- **TASKS TO PERFORM**:
a – List each specific calendar date (a month with a day) named in the retro pay post, once each, in the order they first appear.
b – Carry on the retro pay post from its last sentence.

- **SOURCE TEXT**:

■ ■ ■ ■ ■ ■ ■

Just how long does it take to calculate 10 weeks of retro pay?
I usually understand when it comes to the problems faced in processing payroll. I did the job for more than 8 years and I know how difficult and exacting the job is.
However, I’m really puzzled by the amount of time it is taking to calculate 10 weeks of retro pay for county workers. The Board of Supervisor’s approved a salary increase for County employees back in September, retroactive to the first paycheck in July. The moderate salary increase first showed up on county worker’s paychecks on September 22nd, the pay period immediately following approval by the Board. A pretty good turnaround time if you ask me.
Around October 12th county workers were told that the complicated calculations required to pay the retroactive portion of the salary increase would be completed by the December 1st pay check. On November 9th the Auditor/Controller informed Human Resources that the retroactive pay would be issued on December 8th, and on a paper check instead of the usual direct deposit.
On Monday, the Orange County Employee’s Association was notified in a memo from the Auditor/Controller, that due to the complexity of the calculations involved, the retroactive pay would not be available on December 8th as promised; rather it is now projected for December 22, 2006.
It took them one pay cycle to implement the increase and three months to calculate 10 weeks of retro pay. Is it just me or does this seem to be a bit ridiculous?

■ ■ ■ ■ ■ ■ ■

- **EXCERPTED RECORDS**:
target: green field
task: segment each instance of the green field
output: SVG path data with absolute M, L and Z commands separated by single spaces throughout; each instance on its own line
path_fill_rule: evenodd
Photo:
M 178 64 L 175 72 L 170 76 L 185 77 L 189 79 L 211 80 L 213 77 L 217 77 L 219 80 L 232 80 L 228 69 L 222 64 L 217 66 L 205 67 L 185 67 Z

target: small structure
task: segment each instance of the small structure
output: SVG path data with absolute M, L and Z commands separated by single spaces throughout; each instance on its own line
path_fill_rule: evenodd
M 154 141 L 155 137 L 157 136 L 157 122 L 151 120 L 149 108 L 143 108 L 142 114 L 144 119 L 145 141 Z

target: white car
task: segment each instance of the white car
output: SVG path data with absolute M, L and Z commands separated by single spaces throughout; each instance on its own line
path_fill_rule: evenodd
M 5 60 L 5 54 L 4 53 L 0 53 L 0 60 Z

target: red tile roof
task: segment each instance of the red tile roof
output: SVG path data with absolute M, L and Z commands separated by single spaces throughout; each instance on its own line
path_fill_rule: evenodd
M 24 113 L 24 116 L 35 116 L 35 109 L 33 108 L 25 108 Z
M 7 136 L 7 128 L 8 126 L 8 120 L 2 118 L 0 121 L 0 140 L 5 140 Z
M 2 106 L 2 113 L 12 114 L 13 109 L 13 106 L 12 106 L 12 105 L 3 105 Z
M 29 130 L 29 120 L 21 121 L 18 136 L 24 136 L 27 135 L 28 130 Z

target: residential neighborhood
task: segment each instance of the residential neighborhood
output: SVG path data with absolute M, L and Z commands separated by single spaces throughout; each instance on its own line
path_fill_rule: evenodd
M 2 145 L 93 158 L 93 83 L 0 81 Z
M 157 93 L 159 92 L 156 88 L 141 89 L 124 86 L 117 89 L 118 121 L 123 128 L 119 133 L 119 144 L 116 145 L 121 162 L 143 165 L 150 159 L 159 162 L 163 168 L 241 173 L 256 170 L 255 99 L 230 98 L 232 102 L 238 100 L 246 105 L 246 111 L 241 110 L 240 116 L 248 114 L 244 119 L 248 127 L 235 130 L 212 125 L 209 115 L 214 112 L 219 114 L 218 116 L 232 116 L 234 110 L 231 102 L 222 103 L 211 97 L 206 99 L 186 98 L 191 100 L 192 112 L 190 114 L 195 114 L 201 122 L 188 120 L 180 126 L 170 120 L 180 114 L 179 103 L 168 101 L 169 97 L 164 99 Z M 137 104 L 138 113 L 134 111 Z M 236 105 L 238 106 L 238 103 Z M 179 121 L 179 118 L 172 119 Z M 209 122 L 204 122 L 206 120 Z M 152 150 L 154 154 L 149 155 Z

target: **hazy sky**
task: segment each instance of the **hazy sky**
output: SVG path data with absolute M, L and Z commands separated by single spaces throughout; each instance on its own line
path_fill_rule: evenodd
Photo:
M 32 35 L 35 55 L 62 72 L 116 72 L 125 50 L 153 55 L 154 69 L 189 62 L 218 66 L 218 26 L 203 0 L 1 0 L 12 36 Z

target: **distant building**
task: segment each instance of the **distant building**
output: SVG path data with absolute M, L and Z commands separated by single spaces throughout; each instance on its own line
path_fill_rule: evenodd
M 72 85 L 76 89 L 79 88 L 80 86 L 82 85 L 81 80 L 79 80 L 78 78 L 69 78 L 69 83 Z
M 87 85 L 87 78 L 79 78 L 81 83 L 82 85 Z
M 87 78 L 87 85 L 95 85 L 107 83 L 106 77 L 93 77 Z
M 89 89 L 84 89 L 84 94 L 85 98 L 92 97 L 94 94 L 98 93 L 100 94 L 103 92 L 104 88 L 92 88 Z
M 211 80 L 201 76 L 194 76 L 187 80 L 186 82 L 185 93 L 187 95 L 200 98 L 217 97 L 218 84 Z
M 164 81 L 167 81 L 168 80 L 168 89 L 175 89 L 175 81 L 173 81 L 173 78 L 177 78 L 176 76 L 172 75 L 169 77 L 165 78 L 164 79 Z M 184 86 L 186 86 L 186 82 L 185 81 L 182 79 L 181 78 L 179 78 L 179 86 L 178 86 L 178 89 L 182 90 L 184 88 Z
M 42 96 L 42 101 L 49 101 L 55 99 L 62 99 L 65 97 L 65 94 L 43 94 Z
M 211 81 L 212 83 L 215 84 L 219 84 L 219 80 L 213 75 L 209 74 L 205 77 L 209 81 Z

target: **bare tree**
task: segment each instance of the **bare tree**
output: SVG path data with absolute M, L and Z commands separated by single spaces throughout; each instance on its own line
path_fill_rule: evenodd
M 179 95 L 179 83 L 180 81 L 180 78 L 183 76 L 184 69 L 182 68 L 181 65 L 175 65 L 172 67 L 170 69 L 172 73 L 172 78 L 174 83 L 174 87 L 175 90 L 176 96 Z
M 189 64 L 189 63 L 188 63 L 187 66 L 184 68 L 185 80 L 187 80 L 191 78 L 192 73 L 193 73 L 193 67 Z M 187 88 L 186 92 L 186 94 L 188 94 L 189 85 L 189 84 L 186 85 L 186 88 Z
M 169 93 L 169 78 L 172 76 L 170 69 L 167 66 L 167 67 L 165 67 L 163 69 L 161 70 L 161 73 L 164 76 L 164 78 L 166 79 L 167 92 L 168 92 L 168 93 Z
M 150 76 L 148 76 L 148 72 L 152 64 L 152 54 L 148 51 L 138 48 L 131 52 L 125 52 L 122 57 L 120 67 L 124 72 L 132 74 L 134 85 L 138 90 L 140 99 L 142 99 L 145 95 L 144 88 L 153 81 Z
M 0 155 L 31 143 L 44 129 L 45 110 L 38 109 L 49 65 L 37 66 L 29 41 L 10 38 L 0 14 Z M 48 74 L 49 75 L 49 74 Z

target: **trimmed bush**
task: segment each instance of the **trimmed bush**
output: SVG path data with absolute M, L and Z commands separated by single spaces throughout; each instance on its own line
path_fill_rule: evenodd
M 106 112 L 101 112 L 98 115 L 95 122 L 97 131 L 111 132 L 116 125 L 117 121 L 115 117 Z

■ ■ ■ ■ ■ ■ ■

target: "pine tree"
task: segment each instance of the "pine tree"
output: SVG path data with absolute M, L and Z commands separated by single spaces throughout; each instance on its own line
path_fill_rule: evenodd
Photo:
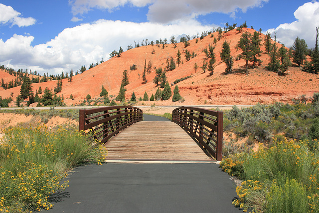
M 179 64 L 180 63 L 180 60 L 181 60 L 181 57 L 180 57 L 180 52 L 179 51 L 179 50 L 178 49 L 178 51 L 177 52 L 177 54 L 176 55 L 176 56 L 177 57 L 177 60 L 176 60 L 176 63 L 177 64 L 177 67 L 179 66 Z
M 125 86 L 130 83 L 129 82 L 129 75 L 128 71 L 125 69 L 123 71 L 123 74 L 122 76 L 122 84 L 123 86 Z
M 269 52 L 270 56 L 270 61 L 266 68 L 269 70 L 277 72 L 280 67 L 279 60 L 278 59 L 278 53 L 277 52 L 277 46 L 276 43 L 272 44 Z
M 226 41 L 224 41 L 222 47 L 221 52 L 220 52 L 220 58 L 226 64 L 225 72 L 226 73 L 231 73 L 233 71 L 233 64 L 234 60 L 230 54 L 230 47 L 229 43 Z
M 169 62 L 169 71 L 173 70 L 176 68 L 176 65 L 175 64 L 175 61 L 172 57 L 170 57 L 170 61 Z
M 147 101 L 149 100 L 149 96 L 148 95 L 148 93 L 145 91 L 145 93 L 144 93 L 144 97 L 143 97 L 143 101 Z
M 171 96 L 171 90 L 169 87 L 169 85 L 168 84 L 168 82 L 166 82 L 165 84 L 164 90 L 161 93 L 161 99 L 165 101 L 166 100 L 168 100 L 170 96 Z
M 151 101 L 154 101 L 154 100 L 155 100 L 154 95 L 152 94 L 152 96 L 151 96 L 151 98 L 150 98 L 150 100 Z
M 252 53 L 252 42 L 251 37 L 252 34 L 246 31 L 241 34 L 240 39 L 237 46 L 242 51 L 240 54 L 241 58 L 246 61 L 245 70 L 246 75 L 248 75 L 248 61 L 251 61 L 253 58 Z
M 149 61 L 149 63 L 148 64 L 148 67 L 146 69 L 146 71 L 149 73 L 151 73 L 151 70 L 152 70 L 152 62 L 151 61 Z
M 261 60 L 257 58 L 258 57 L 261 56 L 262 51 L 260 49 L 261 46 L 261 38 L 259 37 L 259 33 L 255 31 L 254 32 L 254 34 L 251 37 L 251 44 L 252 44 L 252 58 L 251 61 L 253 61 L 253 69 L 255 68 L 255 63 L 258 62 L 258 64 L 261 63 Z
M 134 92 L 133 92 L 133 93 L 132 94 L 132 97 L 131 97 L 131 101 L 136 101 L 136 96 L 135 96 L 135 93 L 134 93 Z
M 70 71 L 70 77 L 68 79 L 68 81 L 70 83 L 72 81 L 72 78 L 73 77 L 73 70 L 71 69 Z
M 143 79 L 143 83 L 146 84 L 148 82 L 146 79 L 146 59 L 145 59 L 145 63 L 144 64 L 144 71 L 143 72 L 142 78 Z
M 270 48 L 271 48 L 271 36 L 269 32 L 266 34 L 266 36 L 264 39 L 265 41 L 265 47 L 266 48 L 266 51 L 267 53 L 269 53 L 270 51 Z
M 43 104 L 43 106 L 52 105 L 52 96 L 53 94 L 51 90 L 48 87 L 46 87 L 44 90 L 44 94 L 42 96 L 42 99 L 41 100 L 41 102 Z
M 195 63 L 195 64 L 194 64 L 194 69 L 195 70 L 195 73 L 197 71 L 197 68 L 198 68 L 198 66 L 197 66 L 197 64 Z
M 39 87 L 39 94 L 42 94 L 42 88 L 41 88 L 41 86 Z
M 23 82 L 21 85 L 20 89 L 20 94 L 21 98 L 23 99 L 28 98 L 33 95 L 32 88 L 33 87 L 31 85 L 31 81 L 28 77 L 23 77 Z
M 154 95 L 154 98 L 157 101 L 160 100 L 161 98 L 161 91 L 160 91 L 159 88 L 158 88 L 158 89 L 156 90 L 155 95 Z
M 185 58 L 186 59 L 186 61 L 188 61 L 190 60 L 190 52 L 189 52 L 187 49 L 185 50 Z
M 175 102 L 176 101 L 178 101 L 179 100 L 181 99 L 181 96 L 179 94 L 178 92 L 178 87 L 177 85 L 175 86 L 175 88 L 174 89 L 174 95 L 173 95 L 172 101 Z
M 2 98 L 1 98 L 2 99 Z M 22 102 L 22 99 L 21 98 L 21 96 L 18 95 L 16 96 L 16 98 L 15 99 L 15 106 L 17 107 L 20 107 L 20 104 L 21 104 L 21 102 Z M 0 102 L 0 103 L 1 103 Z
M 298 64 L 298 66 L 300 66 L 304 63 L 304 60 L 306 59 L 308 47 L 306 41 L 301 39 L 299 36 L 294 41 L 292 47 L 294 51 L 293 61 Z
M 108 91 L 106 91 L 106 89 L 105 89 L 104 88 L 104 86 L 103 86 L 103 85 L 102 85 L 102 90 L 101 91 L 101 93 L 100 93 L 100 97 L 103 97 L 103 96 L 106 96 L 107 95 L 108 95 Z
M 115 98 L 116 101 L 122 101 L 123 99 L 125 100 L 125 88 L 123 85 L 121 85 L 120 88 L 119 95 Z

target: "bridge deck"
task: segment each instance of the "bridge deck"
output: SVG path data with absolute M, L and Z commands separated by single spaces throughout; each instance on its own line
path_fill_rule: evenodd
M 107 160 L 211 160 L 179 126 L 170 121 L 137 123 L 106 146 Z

■ ■ ■ ■ ■ ■ ■

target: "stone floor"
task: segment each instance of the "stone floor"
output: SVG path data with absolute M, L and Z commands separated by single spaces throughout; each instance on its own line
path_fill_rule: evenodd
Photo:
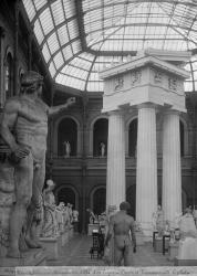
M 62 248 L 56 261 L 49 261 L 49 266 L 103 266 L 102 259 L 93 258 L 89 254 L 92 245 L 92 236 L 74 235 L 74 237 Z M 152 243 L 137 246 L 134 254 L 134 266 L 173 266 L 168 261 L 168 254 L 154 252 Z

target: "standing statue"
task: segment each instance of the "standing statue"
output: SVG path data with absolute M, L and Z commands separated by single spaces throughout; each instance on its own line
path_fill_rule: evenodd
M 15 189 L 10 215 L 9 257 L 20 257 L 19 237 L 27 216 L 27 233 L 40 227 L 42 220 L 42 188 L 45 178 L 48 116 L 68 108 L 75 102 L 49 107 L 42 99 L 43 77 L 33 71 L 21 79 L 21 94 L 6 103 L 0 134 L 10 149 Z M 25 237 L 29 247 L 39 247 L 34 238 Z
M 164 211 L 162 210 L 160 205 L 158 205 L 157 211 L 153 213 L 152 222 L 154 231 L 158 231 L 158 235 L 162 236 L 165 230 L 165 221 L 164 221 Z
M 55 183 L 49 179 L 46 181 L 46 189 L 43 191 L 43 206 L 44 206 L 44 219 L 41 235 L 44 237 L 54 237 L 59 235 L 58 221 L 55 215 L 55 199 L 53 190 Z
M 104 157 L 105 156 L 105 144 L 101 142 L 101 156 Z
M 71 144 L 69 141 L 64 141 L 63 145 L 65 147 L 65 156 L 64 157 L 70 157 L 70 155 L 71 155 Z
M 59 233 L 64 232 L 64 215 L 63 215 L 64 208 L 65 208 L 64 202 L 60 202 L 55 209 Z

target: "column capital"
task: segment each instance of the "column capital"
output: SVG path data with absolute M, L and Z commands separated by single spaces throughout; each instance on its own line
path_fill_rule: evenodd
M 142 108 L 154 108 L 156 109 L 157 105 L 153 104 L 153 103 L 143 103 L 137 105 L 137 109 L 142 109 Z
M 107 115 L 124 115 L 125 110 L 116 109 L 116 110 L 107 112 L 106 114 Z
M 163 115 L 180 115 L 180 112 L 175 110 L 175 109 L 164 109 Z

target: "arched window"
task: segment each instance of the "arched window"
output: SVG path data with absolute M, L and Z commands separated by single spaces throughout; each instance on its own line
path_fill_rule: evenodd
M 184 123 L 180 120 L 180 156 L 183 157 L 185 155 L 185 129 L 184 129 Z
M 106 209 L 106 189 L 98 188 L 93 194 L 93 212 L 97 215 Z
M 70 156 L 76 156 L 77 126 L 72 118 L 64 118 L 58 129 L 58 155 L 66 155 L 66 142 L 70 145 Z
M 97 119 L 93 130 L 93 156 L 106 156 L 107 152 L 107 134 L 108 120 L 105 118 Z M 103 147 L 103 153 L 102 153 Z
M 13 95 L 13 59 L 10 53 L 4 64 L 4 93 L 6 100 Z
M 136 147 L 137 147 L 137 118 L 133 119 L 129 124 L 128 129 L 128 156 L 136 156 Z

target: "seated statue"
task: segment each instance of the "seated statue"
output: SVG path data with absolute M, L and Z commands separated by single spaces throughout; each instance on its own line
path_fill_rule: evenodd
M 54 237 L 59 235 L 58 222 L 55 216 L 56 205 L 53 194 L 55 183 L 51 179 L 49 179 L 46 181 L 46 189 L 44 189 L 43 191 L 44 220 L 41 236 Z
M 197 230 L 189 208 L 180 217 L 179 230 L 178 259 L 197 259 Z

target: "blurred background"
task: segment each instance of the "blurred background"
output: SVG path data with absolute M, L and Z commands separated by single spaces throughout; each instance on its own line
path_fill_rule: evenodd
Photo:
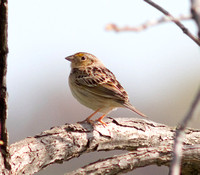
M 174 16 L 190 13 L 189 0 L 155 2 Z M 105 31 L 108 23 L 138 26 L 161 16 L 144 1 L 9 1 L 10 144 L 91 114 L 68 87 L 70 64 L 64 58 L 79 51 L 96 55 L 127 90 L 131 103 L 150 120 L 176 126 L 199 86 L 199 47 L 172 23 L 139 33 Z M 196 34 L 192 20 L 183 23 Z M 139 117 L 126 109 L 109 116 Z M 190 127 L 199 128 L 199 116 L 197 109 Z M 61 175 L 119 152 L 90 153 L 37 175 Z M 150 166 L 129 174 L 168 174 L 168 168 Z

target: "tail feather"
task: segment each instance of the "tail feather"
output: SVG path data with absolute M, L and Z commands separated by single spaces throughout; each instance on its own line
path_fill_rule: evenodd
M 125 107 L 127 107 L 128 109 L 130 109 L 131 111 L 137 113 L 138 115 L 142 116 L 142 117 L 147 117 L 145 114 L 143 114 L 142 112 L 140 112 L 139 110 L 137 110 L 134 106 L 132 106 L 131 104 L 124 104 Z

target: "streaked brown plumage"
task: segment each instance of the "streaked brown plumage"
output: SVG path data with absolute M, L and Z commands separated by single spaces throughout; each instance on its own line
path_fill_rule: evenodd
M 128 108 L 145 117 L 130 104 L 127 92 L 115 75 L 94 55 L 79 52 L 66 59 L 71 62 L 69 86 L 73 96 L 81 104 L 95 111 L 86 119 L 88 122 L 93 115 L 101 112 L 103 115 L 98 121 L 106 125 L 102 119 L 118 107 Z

■ ■ ■ ■ ■ ■ ■

- **ANSWERS PER TASK**:
a –
September 22nd
October 12th
December 1st
November 9th
December 8th
December 22, 2006

b –
For the record, it is not Auditor/Controller or the line employees in his office to blame here. We have idiots running the County, from the Board on down to senior management in the CEO’s office. The complexity of the retroactive pay was due to the fact that CEO Thomas Mauk refused to negotiate on the issue of retiree medical costs along with the salary increase prior to the beginning of the new fiscal year; OCEA wanted to, he did not. He then, under Board direction, backed out of a negotiated pay raise that did not involve all of the complex calculations and then the Board imposed a new set of calculations in a take it or leave it offer. The thousands, probably tens of thousands of dollars that have been spent on resolving this mess could have been avoided, if Mauk and the Board of Supervisor’s had done their jobs right in the first place.
Yes folks, this is your county government, run by Republicans, at work.
I wonder what they’ll waste money on next? Maybe it will be a strategic planning process to revise the County mission statement; oh wait, they just did that.